Input data:

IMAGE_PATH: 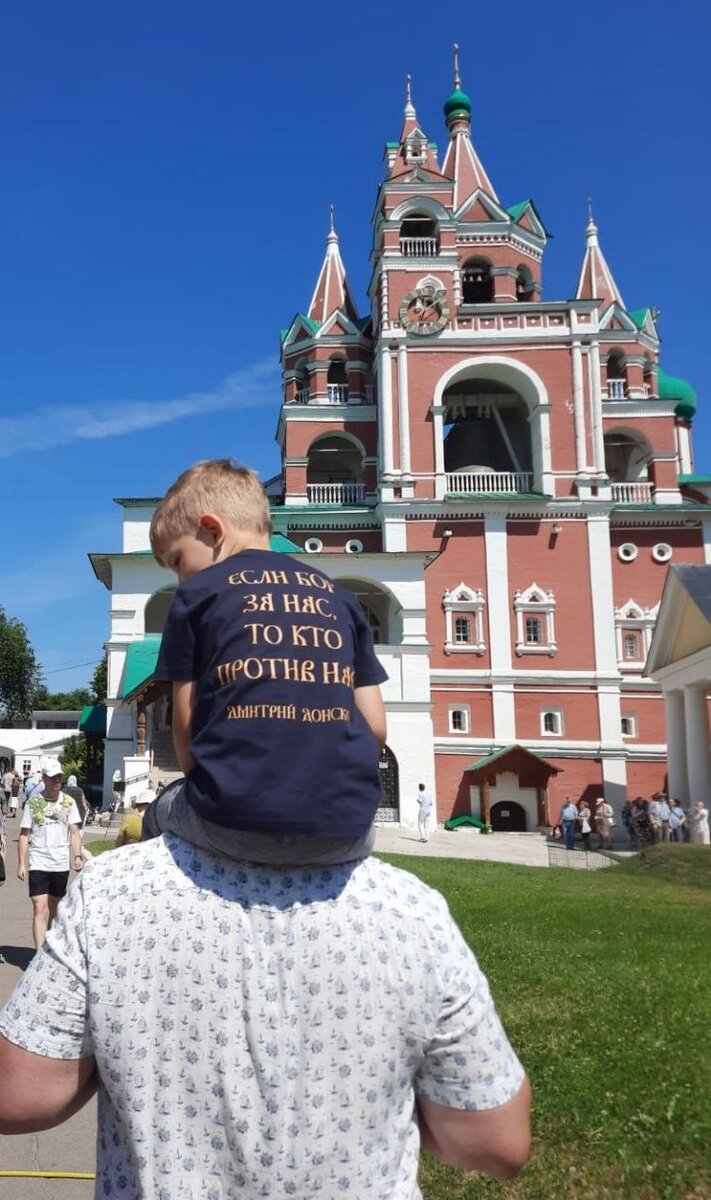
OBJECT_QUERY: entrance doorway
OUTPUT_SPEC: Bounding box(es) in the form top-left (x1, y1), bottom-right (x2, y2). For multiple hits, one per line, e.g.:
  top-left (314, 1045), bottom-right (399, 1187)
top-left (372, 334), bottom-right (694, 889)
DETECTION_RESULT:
top-left (490, 800), bottom-right (526, 833)
top-left (375, 746), bottom-right (400, 824)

Exercise requirements:
Copy out every line of the rows above, requests included, with each bounding-box coordinate in the detection results raised by 5. Leave out the pictures.

Written solution:
IMAGE_PATH: 
OBJECT_QUERY: entrance doorway
OUTPUT_SPEC: Bounding box(es) in the form top-left (x1, y1), bottom-right (x2, y2). For multiple hits, one per line, e.g.:
  top-left (314, 1045), bottom-right (399, 1187)
top-left (372, 334), bottom-right (694, 889)
DETECTION_RESULT:
top-left (495, 805), bottom-right (531, 838)
top-left (380, 751), bottom-right (405, 829)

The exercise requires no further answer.